*Aim of the task*.
Decide whether each statement agrees with the arson opinion below, answering yes or no and quoting the words of the opinion that settle it. (a) The floor underneath the carpet was burned. (b) The replacement carpet was paid for by the girlfriend's renter's insurance. (c) The court accepts Reed's contention that the jury was not instructed on the burning-of-a-structure element.

*Supplied text*.
In reviewing this contention, the question is whether any rational trier of fact could have found the essential elements of the crime beyond a reasonable doubt. (People v. Lewis (2009) 46 Cal.4th 1255, 1289-1290.) We view the record in a light most favorable to the judgment, resolving all conflicts in the evidence and drawing all reasonable inferences in support of the conviction. (People v. Nguyen (1993) 21 Cal.App.4th 518, 528-529.)
The evidence at trial showed the carpet was burned in two places: in a small area in the hallway in front of the bathroom and a slightly larger area in the dining room. Although the floor underneath the carpet was not burned, the photographs show the carpet and the carpet padding were burned through to the floor. Further, although there was no specific testimony as to how the carpet was affixed to the floor or even whether the carpet was a "wall-to-wall" type covering, based on the admitted photographs, the carpet appears to be attached to the floor and looks to be wall-to-wall. Reed's girlfriend confirmed that the carpet was in the apartment when she moved into the residence. She also said the landlord replaced the burned carpet, and her renter's insurance covered the cost of the replacement.
Based on this evidence, the jury had a sufficient basis to conclude the carpet was permanently affixed to the floor, and that the carpet had become a permanent and integral part of the realty. (See Lee, supra, 24 Cal.App.4th at pp. 1776-1778.) Thus, the burning of the carpet supported the section 451(b) arson conviction.
B. Instructional Error
Reed alternatively contends the court erred by failing to instruct the jury on the burning-of-a-structure element of a section 451(b) arson offense. We agree with this contention.
On the arson offense, the court gave only one instruction:
"The defendant is charged in Count 4 with arson. To prove that the defendant is guilty of this crime, the People must prove that: One, the defendant set fire to or burned a structure or property. And two, he acted willfully and maliciously. To set fire to or burn means to damage or destroy with fire either all or part of something, no matter how small the part. Someone commits an act willfully when he or she does it willingly or on purpose. Someone acts maliciously when he or she intentionally does a wrongful act or when he or she acts with the unlawful intent to defraud, annoy, or injure someone else. A structure is any building. Property means personal property. A person does not commit arson if the only thing burned is his or her own personal property, unless the fire also injures someone else or someone else's structure or property." (Italics added, Reporter's Transcript paragraph formatting omitted.)
Under this instruction, the jury was told it could find Reed guilty of arson under section 451(b) if Reed's actions caused burning to "a structure" or "property," and that "property" means "personal property." Thus, the jury was not required to find any portion of the structure was burned or that the carpet had become a fixture in the case. This instruction is missing a required element to prove a section 451(b) offense — the burning of a structure.
The Attorney General argues there was no error because the only element about which the jury was not told was that the burned structure must be "inhabited." In support of this argument, the Attorney General relies on the CALCRIM Nos. 1502 and 1515 form instructions. However, when reviewing an instructional error claim, a court must examine the instructions that were actually given to the jury, and not merely the wording of the model instructions. The Attorney General's argument that the jury was told that Reed's conduct must have caused a structure to burn is not supported by the language of the instruction that was actually given in this case.

*Provided data*.
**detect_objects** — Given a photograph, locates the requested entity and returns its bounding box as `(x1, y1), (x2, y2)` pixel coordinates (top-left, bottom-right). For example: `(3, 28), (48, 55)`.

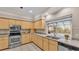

*Response to the task*.
(a) No: "Although the floor underneath the carpet was not burned"
(b) Yes: "her renter's insurance covered the cost of the replacement"
(c) Yes: "We agree with this contention."